• **WHAT YOU NEED TO DO**:
Answer these questions from the excerpt on DepEd's preparations for the school year:
1. By when does DepEd aim to finish training all teachers?
2. How many learners had enrolled as of June 23?
3. Which two places does Binay give as examples of areas with poor signal?
----- TEXT EXCERPT -----
In response, DepEd Undersecretary Diosdado San Antonio said the department aims to complete the training of all teachers by July.

Meanwhile, Senator Nancy Binay asked DepEd if it has already implemented a mapping system that would determine which learning modality would be appropriate for different areas in the country.

San Antonio told senators, however, that the “exact map is still a work in progress.”

“Part of what we’re doing now is to gather information as we proceed with the enrollment procedure, to really map which specific learning delivery modality would be appropriate to a specific group of learners,” he explained.

“Magkakaroon po tayo ng klarong picture before the school year opens, that’s part of the thing that we would do ‘pag available na po ‘yung data,” he added.

(We will have a clear picture before the school year opens, that’s part of the thing that we would if the data becomes available).

During the enrollment process, students would need to fill out survey forms that would determine whether or not they have the capacity to participate in online-based learning, according to DepEd Undersecretary Tony Umali.

But Binay underscored the need for DepEd to have the information now, stressing that this could help the department implement targeted training for teachers.

“Hindi ho ba dapat meron na tayong ganitong mapping kasi yung training na gagawin niyo sa mga teachers dapat angkop dun sa kakayahan ng lugar e. For example Bukidnon or Cordillera na mahirap ang signal so why would we train our teachers for an online way of teaching when alam naman natin na mukhang mahirap yung ganung kalse ng pagtuturo?” she pointed out.

(Aren’t we supposed to have this already? Because the training for teachers should be targeted to the area. For example, in Bukidnon or Cordillera where its hard to access stable internet signal, why would we train teachers there for an online way of teaching when we know that it’s hard to access signal in that part of the country?)

Umali then admitted that while DepEd has information on which of its schools have electricity, internet connectivity and computer laboratories, the agency has yet to collate data on which students have access to the internet or radios.

But he further assured that DepEd would have the said data at the beginning of July. Over 13.7 million learners have enrolled for the upcoming school year as of June 23, three weeks after DepEd opened its month-long enrollment.

“We expect this to grow in the next couple of days in the remaining days of June at makakaasa po kayo, we assure you na yung inaantay po ninyo…sigurado pong malalaman po namin ang sitwasyon ng ating mag-aaral,” he said.

(We expect this to grow in the next couple of days in the remaining days of June and you can count on us, we assure you that the data you’re looking for…for sure, we will be able to collect information on the situation of our students. Because

“We are getting there, so kung bibigyan niyo lamang po kami, siguro po Hulyo, malalaman po namin,” he added.

(We are getting there, so if you’ll just give us, I think by July, we will know).

Binay further inquired if modules that would be used in different learning modalities are now in place and if DepEd has already procured laptops and other needed gadgets for teachers.

Responding to this, Umali said DepEd has yet to print out self-learning modules for students who do not have access to the internet.

He also said that DepEd could not afford the procurement of laptops and gadgets for all of its teachers.
----- RECORDS SUPPLIED -----
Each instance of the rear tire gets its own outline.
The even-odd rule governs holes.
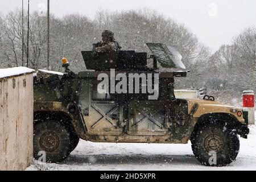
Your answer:
[[[238,136],[221,125],[200,127],[191,140],[195,156],[206,166],[226,166],[236,159],[239,152]]]
[[[72,148],[72,134],[68,128],[56,121],[39,121],[34,126],[34,157],[36,160],[45,152],[46,162],[64,160]]]

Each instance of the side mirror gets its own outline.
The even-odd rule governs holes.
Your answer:
[[[175,96],[174,95],[174,86],[173,84],[168,84],[169,88],[169,99],[171,101],[176,100]]]
[[[63,57],[61,59],[62,67],[64,67],[66,69],[68,69],[68,67],[69,66],[69,63],[68,61],[67,58]]]

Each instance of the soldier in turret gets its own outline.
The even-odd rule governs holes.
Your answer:
[[[114,33],[109,30],[104,30],[102,34],[102,41],[93,44],[93,50],[97,52],[118,52],[121,47],[114,38]]]

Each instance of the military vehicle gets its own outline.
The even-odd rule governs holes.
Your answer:
[[[196,158],[203,164],[221,166],[235,160],[238,135],[247,138],[249,132],[246,113],[216,102],[212,96],[176,98],[175,77],[187,74],[182,56],[174,47],[146,44],[152,53],[149,56],[134,51],[82,51],[84,71],[73,73],[63,59],[64,74],[38,72],[34,77],[35,159],[43,151],[47,162],[61,162],[82,139],[148,143],[190,140]],[[151,68],[147,64],[149,59],[154,63]],[[109,82],[99,86],[105,78]]]

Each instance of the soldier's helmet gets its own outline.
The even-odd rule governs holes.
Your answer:
[[[114,32],[112,32],[111,30],[105,30],[101,34],[101,36],[103,37],[107,37],[109,41],[113,41],[114,40]]]

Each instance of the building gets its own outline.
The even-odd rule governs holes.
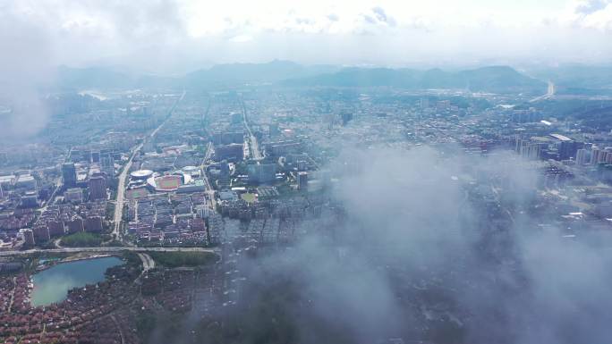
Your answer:
[[[244,159],[244,146],[237,143],[215,147],[215,159],[217,161],[241,161]]]
[[[68,227],[68,233],[79,233],[83,231],[83,219],[79,216],[73,216],[70,221],[66,222]]]
[[[576,164],[579,166],[582,166],[582,165],[589,163],[588,157],[589,157],[588,151],[586,149],[583,149],[583,148],[578,149],[576,151]]]
[[[110,153],[100,155],[100,170],[106,173],[106,176],[113,178],[115,176],[115,158]]]
[[[102,217],[90,216],[83,222],[85,231],[100,232],[102,231]]]
[[[68,189],[64,193],[64,199],[67,202],[81,203],[83,201],[83,191],[79,188]]]
[[[66,187],[74,187],[77,182],[76,167],[74,163],[62,164],[62,180]]]
[[[251,184],[268,183],[276,177],[276,164],[251,164],[247,165],[249,182]]]
[[[207,219],[213,213],[208,206],[200,205],[196,206],[196,214],[200,219]]]
[[[298,172],[298,189],[307,190],[308,189],[308,172]]]
[[[23,234],[25,245],[30,248],[34,246],[34,232],[32,232],[32,230],[23,230],[21,233]]]
[[[34,235],[34,240],[36,242],[47,242],[51,239],[51,236],[49,235],[49,229],[47,228],[47,226],[38,226],[38,227],[34,227],[32,230],[32,233]]]
[[[28,191],[21,197],[21,206],[24,208],[34,208],[38,206],[38,193]]]
[[[62,236],[65,234],[65,230],[64,229],[64,222],[62,221],[51,220],[47,222],[47,228],[49,230],[50,236]]]
[[[102,173],[94,173],[89,178],[88,189],[89,200],[106,199],[106,179]]]

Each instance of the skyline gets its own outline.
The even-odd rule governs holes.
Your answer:
[[[427,68],[602,64],[612,57],[609,0],[345,4],[6,1],[0,43],[11,53],[0,62],[36,66],[32,73],[122,64],[176,74],[275,59]]]

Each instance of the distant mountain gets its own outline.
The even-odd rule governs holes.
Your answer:
[[[531,73],[543,80],[551,80],[561,94],[612,93],[612,66],[565,64],[540,68]]]
[[[55,81],[56,88],[61,90],[164,88],[181,84],[175,78],[130,73],[124,68],[118,67],[60,66]]]
[[[474,92],[546,93],[547,84],[506,66],[448,72],[439,69],[415,71],[388,68],[347,68],[310,78],[291,79],[285,86],[379,87],[405,88],[464,88]]]
[[[191,72],[183,80],[187,87],[207,88],[247,83],[271,83],[338,70],[338,67],[332,65],[305,66],[289,61],[275,60],[267,63],[217,64],[207,70]]]
[[[288,61],[267,63],[218,64],[179,77],[131,72],[119,67],[70,68],[57,71],[62,90],[91,88],[214,89],[244,85],[328,87],[397,87],[420,88],[463,88],[475,92],[546,93],[546,83],[519,73],[510,67],[484,67],[458,72],[439,69],[418,71],[388,68],[341,68],[333,65],[302,65]]]

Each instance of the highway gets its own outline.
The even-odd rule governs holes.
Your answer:
[[[157,131],[166,124],[166,122],[170,119],[172,116],[172,113],[174,111],[178,104],[184,98],[186,94],[186,91],[183,92],[183,95],[179,99],[176,100],[174,105],[170,108],[170,111],[168,112],[168,115],[166,117],[166,120],[159,124],[157,128],[153,130],[150,135],[146,137],[145,138],[142,139],[142,142],[133,147],[132,149],[132,155],[130,155],[130,160],[125,164],[125,166],[123,166],[123,170],[121,172],[121,174],[119,175],[119,185],[117,186],[117,200],[116,203],[115,204],[115,216],[113,217],[113,220],[115,222],[115,228],[113,229],[113,236],[116,239],[122,240],[122,233],[121,233],[121,221],[122,218],[123,217],[123,197],[125,196],[125,180],[127,180],[127,174],[130,172],[130,168],[132,167],[132,163],[134,160],[134,157],[138,154],[138,152],[142,148],[142,146],[144,146],[145,143],[147,143],[149,139],[153,138],[157,134]]]
[[[253,132],[251,131],[251,127],[249,127],[249,121],[247,121],[247,116],[246,116],[246,105],[244,105],[244,100],[242,100],[242,97],[240,97],[240,104],[242,105],[242,120],[244,121],[244,128],[246,128],[247,131],[249,132],[249,140],[251,141],[251,155],[252,155],[252,158],[255,160],[261,160],[263,159],[263,156],[261,155],[261,153],[259,152],[259,147],[257,142],[257,138],[255,135],[253,135]]]
[[[548,99],[555,96],[555,84],[552,81],[548,81],[548,88],[546,91],[546,95],[536,96],[535,98],[530,100],[530,103],[535,103],[539,100]]]
[[[28,256],[35,253],[116,253],[122,251],[131,252],[208,252],[218,253],[216,248],[133,248],[133,247],[107,247],[107,248],[50,248],[40,249],[33,248],[23,251],[0,251],[0,256]]]

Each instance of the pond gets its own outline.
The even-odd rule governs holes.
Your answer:
[[[122,264],[121,259],[108,256],[62,263],[41,271],[32,276],[32,306],[61,302],[68,296],[68,290],[102,281],[106,269]]]

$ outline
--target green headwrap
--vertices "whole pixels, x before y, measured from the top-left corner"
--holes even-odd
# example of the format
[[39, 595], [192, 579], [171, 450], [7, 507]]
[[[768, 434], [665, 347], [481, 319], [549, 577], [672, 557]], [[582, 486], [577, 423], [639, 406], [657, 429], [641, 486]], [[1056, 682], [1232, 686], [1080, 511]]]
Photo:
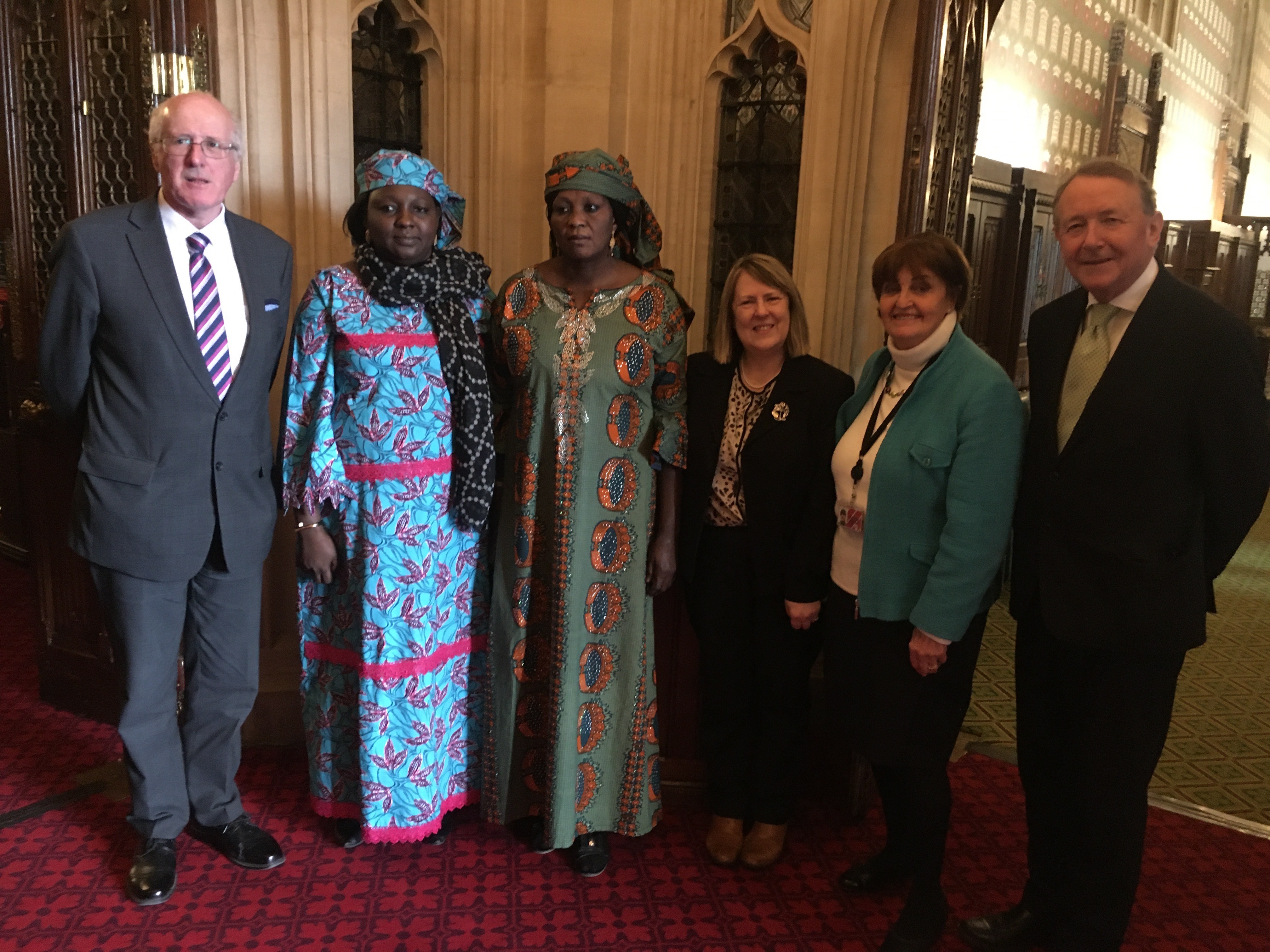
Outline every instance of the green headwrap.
-----
• **OUTPUT**:
1. By July.
2. Over 13.7 million.
3. Bukidnon and Cordillera.